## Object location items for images
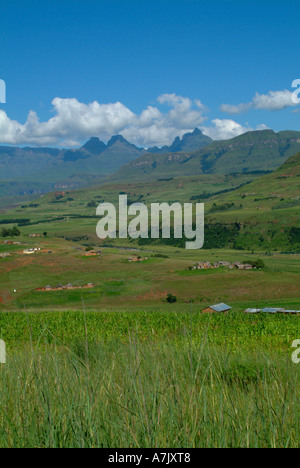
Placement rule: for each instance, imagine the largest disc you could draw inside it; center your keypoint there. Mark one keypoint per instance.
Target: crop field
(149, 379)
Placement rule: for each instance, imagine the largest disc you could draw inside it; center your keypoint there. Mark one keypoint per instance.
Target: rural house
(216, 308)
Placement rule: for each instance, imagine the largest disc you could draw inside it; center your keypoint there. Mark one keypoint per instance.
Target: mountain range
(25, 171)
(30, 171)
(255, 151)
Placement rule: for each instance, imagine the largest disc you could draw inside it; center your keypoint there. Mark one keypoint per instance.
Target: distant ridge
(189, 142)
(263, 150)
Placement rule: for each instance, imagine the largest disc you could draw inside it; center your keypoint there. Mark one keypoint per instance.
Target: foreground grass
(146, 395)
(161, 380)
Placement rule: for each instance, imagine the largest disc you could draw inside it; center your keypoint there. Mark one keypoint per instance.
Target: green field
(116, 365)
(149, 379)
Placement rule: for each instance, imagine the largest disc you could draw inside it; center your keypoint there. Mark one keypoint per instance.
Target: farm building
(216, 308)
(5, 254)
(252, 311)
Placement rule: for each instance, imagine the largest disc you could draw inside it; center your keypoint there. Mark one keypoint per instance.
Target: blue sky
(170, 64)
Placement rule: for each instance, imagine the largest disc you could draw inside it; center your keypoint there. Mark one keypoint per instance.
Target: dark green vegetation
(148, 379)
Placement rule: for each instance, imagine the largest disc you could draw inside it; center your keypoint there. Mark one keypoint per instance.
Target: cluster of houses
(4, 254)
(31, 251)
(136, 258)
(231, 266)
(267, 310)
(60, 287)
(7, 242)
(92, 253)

## Written exercise
Put all of the items above into a two-column CSV with the header columns "item_text" and "answer," one row per item. Place each field in double quotes, replace line breaks with spaces, and leave the pictures out.

## Exercise output
item_text,answer
"Placement rule: for each instance, imagine the largest disc you could draw inside it; center your keypoint there. Mark one keypoint per instance. Target: crop field","(149, 379)"
"Placement rule: for each instance, imagine the largest disc you could draw inside it; center your keypoint there. Mark one keypoint per instance. Target: rural house","(216, 308)"
"Placement rule: for each instance, imagine the largest disc you could draw inside it; center your keypoint there. Mark one keypoint per instance. Target: mountain range","(25, 171) (30, 171) (255, 151)"
"Placement rule: for each instance, imagine the largest disc you could draw inside it; center your keypoint there. Mark one keypoint per instance. Target: distant ridge","(189, 142) (263, 150)"
"Placement rule: for each instance, imagine the largest disc you could draw inside it; center your keypoint there. Mark one keypoint per instance. Target: foreground grass","(146, 395) (161, 380)"
"Placement rule: for each instance, imagine the largest disc you could draw inside it; center your keypoint there. Mark one keypoint per instance. Target: green field","(116, 365) (149, 379)"
"Placement rule: for each instance, imagine the largest disc you could draw inside it; center your keypoint there. Mark one keypoint per instance. Target: farm building","(216, 308) (5, 254) (252, 311)"
"Placement rule: for each instance, imagine the largest disc you could draw inside it; center your keypoint there. Mark one keypoint per instance. Target: blue sky","(170, 64)"
"Placement rule: for each instance, imagine the largest disc you could draw inside it; center your keypoint there. Mark one keypoint per instance. Target: dark green vegetation","(148, 379)"
"Placement rule: for each instance, imagine the largest disc you could draw inside it; center your keypoint there. Mark one keypoint per instance. Target: cluster of houses","(4, 254) (31, 251) (136, 258) (231, 266) (267, 310) (60, 287) (7, 242) (92, 253)"